### [Exercise]
Tally the lines of the records below that contain the string "green", treating uppercase and lowercase as different, and give only the number.
━━━━━━
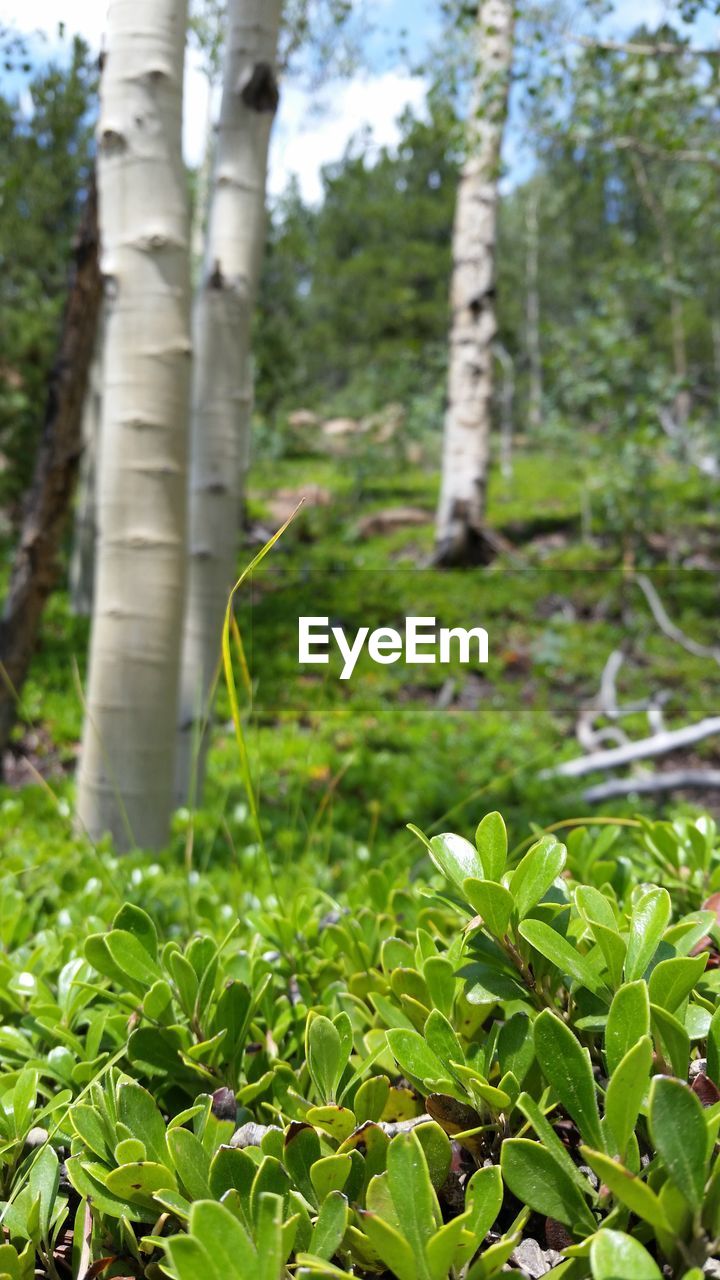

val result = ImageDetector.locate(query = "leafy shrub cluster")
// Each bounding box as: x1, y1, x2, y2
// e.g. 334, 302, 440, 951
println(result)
0, 813, 720, 1280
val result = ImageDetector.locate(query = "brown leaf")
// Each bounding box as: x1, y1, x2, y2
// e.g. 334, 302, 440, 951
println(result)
691, 1071, 720, 1107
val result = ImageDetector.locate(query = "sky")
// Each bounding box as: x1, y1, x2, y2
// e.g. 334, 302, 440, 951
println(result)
0, 0, 434, 201
0, 0, 719, 202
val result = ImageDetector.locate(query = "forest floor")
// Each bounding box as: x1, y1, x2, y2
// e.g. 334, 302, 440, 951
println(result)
0, 427, 720, 872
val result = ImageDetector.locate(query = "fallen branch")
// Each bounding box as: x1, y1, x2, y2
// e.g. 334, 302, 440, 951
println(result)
583, 769, 720, 804
568, 36, 720, 58
541, 716, 720, 778
635, 573, 720, 663
605, 136, 720, 170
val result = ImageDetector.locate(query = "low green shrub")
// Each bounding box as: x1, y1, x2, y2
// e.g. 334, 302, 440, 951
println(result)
0, 813, 720, 1280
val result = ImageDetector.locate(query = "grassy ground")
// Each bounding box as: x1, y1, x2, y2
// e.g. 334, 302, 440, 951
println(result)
3, 427, 720, 881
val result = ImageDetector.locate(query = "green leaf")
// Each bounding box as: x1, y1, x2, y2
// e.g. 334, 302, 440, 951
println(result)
605, 1036, 652, 1157
283, 1124, 322, 1204
468, 1231, 521, 1280
605, 980, 650, 1075
361, 1210, 415, 1280
253, 1192, 284, 1280
208, 1147, 258, 1203
500, 1138, 597, 1231
387, 1029, 448, 1092
105, 929, 163, 989
580, 1147, 671, 1234
497, 1010, 536, 1084
306, 1014, 352, 1103
113, 902, 158, 960
648, 954, 707, 1014
625, 888, 671, 982
307, 1192, 350, 1275
465, 1165, 502, 1242
650, 1005, 691, 1080
413, 1120, 452, 1190
509, 836, 568, 920
475, 813, 507, 881
423, 1009, 465, 1075
518, 1093, 594, 1198
352, 1075, 389, 1125
648, 1075, 710, 1212
425, 1215, 465, 1280
28, 1143, 60, 1240
520, 920, 605, 993
455, 1165, 503, 1270
118, 1080, 168, 1165
707, 1005, 720, 1085
591, 1229, 662, 1280
13, 1066, 37, 1138
105, 1160, 175, 1204
310, 1152, 352, 1198
430, 832, 484, 890
164, 1235, 217, 1280
462, 877, 515, 938
167, 1128, 210, 1199
387, 1130, 442, 1271
534, 1009, 605, 1151
190, 1201, 258, 1276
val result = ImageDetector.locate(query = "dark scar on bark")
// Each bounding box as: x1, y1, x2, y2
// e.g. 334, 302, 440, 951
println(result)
240, 63, 275, 111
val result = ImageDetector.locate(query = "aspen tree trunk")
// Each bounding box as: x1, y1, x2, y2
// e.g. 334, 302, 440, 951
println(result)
69, 321, 104, 618
525, 192, 543, 435
630, 151, 692, 431
437, 0, 514, 562
0, 179, 102, 760
77, 0, 191, 847
176, 0, 282, 803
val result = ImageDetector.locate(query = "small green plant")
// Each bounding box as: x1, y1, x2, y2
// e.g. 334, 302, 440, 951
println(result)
0, 813, 720, 1280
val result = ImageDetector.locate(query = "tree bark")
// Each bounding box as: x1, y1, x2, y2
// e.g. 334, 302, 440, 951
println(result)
0, 178, 102, 760
437, 0, 514, 562
69, 316, 104, 618
176, 0, 282, 803
525, 191, 543, 438
77, 0, 191, 849
630, 151, 692, 419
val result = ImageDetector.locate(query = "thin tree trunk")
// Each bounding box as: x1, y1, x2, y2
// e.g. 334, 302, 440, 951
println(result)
177, 0, 282, 803
495, 342, 515, 480
77, 0, 191, 847
630, 151, 691, 419
525, 191, 543, 436
69, 309, 104, 618
437, 0, 514, 561
0, 179, 102, 760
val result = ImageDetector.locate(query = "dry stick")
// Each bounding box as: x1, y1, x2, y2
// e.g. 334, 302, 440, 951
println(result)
635, 573, 720, 663
566, 35, 720, 58
539, 716, 720, 778
605, 134, 720, 170
583, 769, 720, 804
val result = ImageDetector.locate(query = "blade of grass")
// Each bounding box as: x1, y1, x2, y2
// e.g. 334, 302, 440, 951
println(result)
222, 502, 302, 895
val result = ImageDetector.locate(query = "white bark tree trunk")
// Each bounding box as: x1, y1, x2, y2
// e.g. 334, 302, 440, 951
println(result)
77, 0, 191, 847
525, 192, 543, 438
176, 0, 282, 803
437, 0, 514, 561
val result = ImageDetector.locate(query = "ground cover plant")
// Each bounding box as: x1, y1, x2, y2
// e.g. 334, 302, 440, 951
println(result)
0, 813, 720, 1280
━━━━━━
### [Task solution]
3